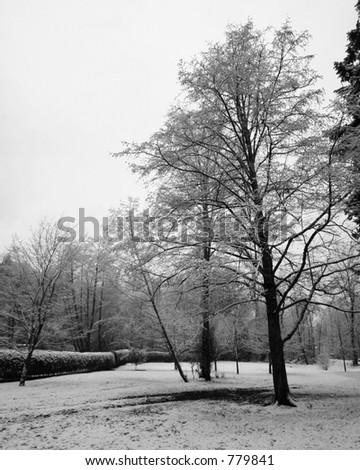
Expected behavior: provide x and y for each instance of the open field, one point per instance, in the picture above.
(152, 409)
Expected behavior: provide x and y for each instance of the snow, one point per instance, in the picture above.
(147, 409)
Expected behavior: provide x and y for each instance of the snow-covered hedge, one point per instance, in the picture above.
(121, 357)
(46, 363)
(158, 356)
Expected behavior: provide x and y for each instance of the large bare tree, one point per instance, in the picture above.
(251, 113)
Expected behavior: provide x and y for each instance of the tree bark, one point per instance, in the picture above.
(276, 344)
(26, 367)
(355, 359)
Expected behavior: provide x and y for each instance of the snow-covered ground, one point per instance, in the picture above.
(151, 408)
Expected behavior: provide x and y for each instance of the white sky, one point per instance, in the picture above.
(77, 77)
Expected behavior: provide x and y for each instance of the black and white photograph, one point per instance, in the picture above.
(179, 229)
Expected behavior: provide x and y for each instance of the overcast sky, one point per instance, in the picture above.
(78, 77)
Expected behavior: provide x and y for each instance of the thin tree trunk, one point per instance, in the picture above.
(157, 313)
(100, 315)
(26, 367)
(355, 359)
(276, 344)
(206, 353)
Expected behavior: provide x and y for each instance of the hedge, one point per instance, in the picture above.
(47, 363)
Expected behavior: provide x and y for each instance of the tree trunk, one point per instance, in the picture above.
(355, 360)
(205, 360)
(26, 367)
(281, 387)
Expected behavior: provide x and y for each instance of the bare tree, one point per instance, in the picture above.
(251, 112)
(37, 266)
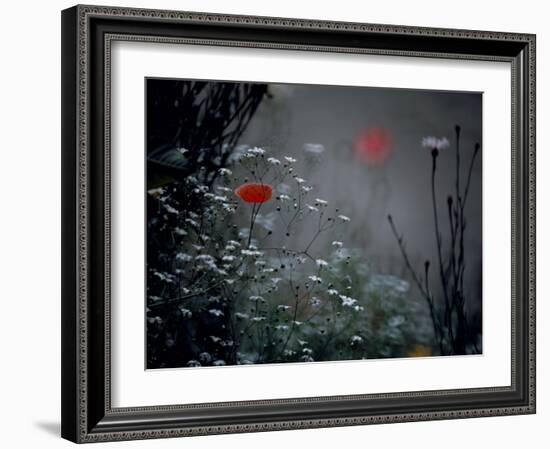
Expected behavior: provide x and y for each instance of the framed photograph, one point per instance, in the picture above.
(283, 223)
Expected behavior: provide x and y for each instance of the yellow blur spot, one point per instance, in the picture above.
(420, 351)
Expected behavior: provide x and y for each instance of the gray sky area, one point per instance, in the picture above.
(333, 117)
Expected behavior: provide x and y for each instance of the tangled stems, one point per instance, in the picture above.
(449, 322)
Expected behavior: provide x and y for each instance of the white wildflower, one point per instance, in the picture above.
(165, 277)
(438, 143)
(314, 148)
(205, 357)
(347, 301)
(256, 151)
(183, 257)
(180, 231)
(314, 301)
(170, 209)
(312, 208)
(186, 313)
(247, 252)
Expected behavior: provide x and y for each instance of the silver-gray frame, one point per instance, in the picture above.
(87, 35)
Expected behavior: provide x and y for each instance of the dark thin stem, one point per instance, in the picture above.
(438, 241)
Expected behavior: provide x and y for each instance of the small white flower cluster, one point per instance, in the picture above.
(432, 142)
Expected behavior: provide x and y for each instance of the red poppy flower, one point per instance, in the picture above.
(373, 146)
(254, 192)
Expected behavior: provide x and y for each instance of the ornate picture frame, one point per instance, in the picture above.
(88, 33)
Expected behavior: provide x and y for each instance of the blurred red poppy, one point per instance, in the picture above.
(254, 192)
(373, 146)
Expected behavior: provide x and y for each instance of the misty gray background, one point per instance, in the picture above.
(333, 116)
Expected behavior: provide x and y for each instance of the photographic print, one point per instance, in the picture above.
(310, 223)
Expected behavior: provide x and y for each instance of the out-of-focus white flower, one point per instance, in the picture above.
(247, 252)
(312, 208)
(314, 301)
(314, 148)
(180, 231)
(183, 257)
(284, 188)
(432, 142)
(205, 357)
(186, 313)
(347, 301)
(256, 150)
(170, 209)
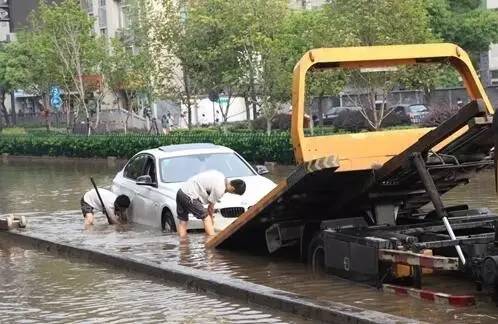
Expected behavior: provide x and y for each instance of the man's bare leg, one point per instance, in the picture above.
(209, 225)
(88, 219)
(182, 228)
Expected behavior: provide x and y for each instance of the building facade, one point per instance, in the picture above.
(306, 4)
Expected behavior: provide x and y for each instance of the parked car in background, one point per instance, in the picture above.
(331, 114)
(152, 178)
(411, 114)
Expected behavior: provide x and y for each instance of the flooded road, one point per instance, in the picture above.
(51, 191)
(37, 287)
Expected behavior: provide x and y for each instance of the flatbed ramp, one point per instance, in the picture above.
(318, 191)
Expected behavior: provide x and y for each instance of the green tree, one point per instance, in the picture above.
(65, 34)
(464, 22)
(5, 86)
(377, 22)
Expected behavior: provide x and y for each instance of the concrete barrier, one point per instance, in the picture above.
(219, 284)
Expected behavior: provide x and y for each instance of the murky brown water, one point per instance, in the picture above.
(36, 287)
(54, 189)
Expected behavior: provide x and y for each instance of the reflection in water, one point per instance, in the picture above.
(37, 288)
(56, 221)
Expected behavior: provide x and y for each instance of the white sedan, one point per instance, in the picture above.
(152, 178)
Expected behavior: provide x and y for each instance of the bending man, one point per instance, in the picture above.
(205, 188)
(115, 206)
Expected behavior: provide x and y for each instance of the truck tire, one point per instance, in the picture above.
(316, 254)
(168, 222)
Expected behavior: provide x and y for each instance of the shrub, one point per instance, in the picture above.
(255, 147)
(13, 131)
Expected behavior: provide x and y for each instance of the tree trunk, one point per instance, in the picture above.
(46, 111)
(320, 110)
(3, 109)
(13, 110)
(186, 85)
(248, 112)
(254, 99)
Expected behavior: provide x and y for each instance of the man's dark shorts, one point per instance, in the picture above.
(186, 205)
(85, 208)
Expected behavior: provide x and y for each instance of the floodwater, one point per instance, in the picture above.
(51, 193)
(37, 287)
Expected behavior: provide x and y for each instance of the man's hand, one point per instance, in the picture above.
(211, 210)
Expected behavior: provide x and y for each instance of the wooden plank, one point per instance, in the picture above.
(248, 215)
(473, 109)
(301, 171)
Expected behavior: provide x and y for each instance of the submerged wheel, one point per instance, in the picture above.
(316, 254)
(168, 222)
(22, 222)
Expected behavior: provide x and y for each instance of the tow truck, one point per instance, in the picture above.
(353, 205)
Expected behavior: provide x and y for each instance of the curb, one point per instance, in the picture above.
(436, 297)
(219, 284)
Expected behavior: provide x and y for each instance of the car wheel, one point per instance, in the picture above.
(168, 222)
(316, 254)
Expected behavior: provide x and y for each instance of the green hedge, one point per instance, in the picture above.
(254, 147)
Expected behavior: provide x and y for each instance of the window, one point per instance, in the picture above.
(124, 15)
(150, 169)
(135, 167)
(88, 6)
(179, 169)
(102, 14)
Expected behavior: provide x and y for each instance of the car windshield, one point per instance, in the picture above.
(180, 168)
(418, 108)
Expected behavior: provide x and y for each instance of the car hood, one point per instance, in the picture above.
(256, 188)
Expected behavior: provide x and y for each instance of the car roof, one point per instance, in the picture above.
(187, 149)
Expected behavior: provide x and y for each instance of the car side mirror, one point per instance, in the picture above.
(145, 180)
(261, 169)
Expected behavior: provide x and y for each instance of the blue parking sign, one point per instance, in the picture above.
(55, 98)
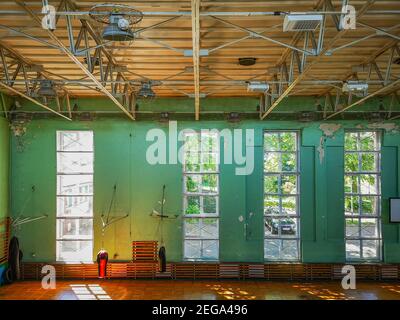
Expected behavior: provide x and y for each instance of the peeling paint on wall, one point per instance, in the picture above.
(389, 127)
(328, 131)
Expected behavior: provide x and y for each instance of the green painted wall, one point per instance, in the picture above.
(4, 173)
(120, 149)
(4, 167)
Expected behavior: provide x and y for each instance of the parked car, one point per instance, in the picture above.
(286, 226)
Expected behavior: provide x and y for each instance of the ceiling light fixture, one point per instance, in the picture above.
(257, 86)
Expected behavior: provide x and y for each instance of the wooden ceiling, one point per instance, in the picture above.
(147, 59)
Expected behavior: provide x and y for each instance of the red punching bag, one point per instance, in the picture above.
(102, 259)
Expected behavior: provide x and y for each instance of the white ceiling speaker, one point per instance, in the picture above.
(358, 88)
(354, 85)
(146, 91)
(46, 89)
(301, 22)
(256, 86)
(120, 20)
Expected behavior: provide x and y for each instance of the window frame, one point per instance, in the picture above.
(73, 197)
(377, 172)
(280, 216)
(201, 216)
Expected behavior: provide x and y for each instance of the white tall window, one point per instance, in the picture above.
(362, 195)
(281, 196)
(201, 196)
(75, 157)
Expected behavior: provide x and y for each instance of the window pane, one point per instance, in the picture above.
(353, 249)
(351, 205)
(271, 184)
(75, 185)
(368, 184)
(192, 162)
(350, 142)
(74, 229)
(369, 162)
(209, 250)
(351, 184)
(289, 162)
(369, 228)
(289, 205)
(202, 183)
(352, 227)
(288, 184)
(281, 191)
(74, 163)
(351, 162)
(192, 249)
(75, 140)
(284, 227)
(209, 205)
(281, 249)
(288, 141)
(370, 205)
(201, 249)
(75, 206)
(209, 162)
(271, 162)
(192, 205)
(362, 197)
(74, 251)
(369, 141)
(271, 141)
(371, 249)
(209, 143)
(271, 205)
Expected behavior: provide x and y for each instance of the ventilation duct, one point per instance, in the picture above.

● ● ● ●

* Exercise goal *
Repeat exactly the lines above, starting with the line that contains "the red punching" and ending with the last line, both included, and nothing else.

* Exercise output *
Expected behavior: provide x and y for each instance of the red punching bag, one point per instance, in the picture above.
(102, 259)
Expected behavior: provide x and y for each instance of the white ceiling speaker, one point per instance, in the picture above.
(358, 88)
(354, 85)
(146, 91)
(46, 89)
(301, 22)
(256, 86)
(120, 20)
Expected behavior: provide x and y for each instance of the window frame, one point per instance, in the picture above.
(73, 197)
(377, 172)
(280, 216)
(201, 216)
Expected behavior: provide x and y for each instance of the white tall window, one point per instance, in the picture above.
(362, 195)
(281, 196)
(201, 196)
(75, 157)
Expected behavior: provide x and y for each instance of the window pane, one point per instance, in the picture above.
(353, 249)
(351, 205)
(271, 184)
(75, 185)
(368, 184)
(192, 162)
(350, 142)
(74, 229)
(369, 162)
(209, 250)
(351, 184)
(289, 162)
(369, 228)
(289, 205)
(202, 183)
(352, 227)
(288, 184)
(281, 191)
(74, 163)
(351, 162)
(192, 249)
(75, 140)
(284, 227)
(209, 205)
(281, 249)
(288, 141)
(370, 205)
(201, 249)
(75, 206)
(209, 162)
(271, 162)
(192, 205)
(362, 197)
(74, 251)
(369, 141)
(271, 141)
(371, 249)
(209, 143)
(271, 205)
Expected behavior: provide x and y for each instance of the ventilation duct, one point per instance, in the picture above.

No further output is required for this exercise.